GIVEN REQUEST: Write out again every line from the one containing "Circle green carpet." through the one containing "[342,19,476,78]", both ends included, shifting each bounding-box coordinate in them by adding 132 and keeping the text lines unchanged.

● ● ● ● ●

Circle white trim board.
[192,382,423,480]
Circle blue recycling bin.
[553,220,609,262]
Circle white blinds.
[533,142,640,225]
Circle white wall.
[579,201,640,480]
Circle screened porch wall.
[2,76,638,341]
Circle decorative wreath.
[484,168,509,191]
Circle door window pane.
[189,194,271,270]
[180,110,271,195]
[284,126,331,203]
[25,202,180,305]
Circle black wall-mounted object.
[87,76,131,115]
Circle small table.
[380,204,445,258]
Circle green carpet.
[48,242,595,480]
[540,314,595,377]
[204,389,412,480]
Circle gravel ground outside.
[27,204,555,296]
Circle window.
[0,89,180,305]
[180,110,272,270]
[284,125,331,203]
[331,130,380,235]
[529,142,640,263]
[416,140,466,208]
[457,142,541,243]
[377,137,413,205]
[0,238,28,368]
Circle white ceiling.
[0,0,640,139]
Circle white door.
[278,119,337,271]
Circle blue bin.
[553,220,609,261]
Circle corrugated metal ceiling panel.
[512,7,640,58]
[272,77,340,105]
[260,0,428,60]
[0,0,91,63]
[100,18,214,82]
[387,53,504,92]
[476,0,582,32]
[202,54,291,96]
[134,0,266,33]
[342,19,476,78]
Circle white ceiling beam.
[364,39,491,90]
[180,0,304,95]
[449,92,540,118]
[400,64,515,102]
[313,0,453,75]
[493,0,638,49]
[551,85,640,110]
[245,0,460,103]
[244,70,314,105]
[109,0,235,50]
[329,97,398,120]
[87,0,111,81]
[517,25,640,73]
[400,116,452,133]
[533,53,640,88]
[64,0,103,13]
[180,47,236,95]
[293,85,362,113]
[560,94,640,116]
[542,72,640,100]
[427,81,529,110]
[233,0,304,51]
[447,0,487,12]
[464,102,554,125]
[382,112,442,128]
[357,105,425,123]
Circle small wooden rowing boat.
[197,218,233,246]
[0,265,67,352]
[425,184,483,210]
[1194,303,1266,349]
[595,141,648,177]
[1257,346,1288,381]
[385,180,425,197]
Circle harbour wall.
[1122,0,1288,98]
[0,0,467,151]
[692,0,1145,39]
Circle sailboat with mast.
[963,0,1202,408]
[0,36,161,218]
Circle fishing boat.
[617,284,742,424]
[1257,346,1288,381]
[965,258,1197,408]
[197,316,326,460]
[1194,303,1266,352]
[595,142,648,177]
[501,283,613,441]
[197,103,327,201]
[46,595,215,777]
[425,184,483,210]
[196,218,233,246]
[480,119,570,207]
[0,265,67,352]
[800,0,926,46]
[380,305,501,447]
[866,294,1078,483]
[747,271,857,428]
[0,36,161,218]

● ● ● ● ●

REPLY TO THE EXERCISE:
Circle green carpet.
[180,374,727,612]
[672,446,727,509]
[336,521,544,612]
Circle gravel ground outside.
[159,336,687,428]
Circle window.
[132,221,312,437]
[312,242,404,402]
[416,257,463,335]
[463,262,512,367]
[661,274,772,395]
[548,272,598,340]
[589,274,673,375]
[509,269,545,337]
[132,370,160,500]
Circle white ceiling.
[132,132,772,271]
Circle white door.
[410,251,469,403]
Circle blue bin.
[685,352,741,393]
Circle corrugated metal ceiling panel.
[644,139,772,190]
[404,209,472,237]
[392,132,560,192]
[132,132,223,195]
[232,150,346,214]
[519,185,636,224]
[608,132,714,164]
[334,186,423,228]
[266,132,398,165]
[474,151,608,210]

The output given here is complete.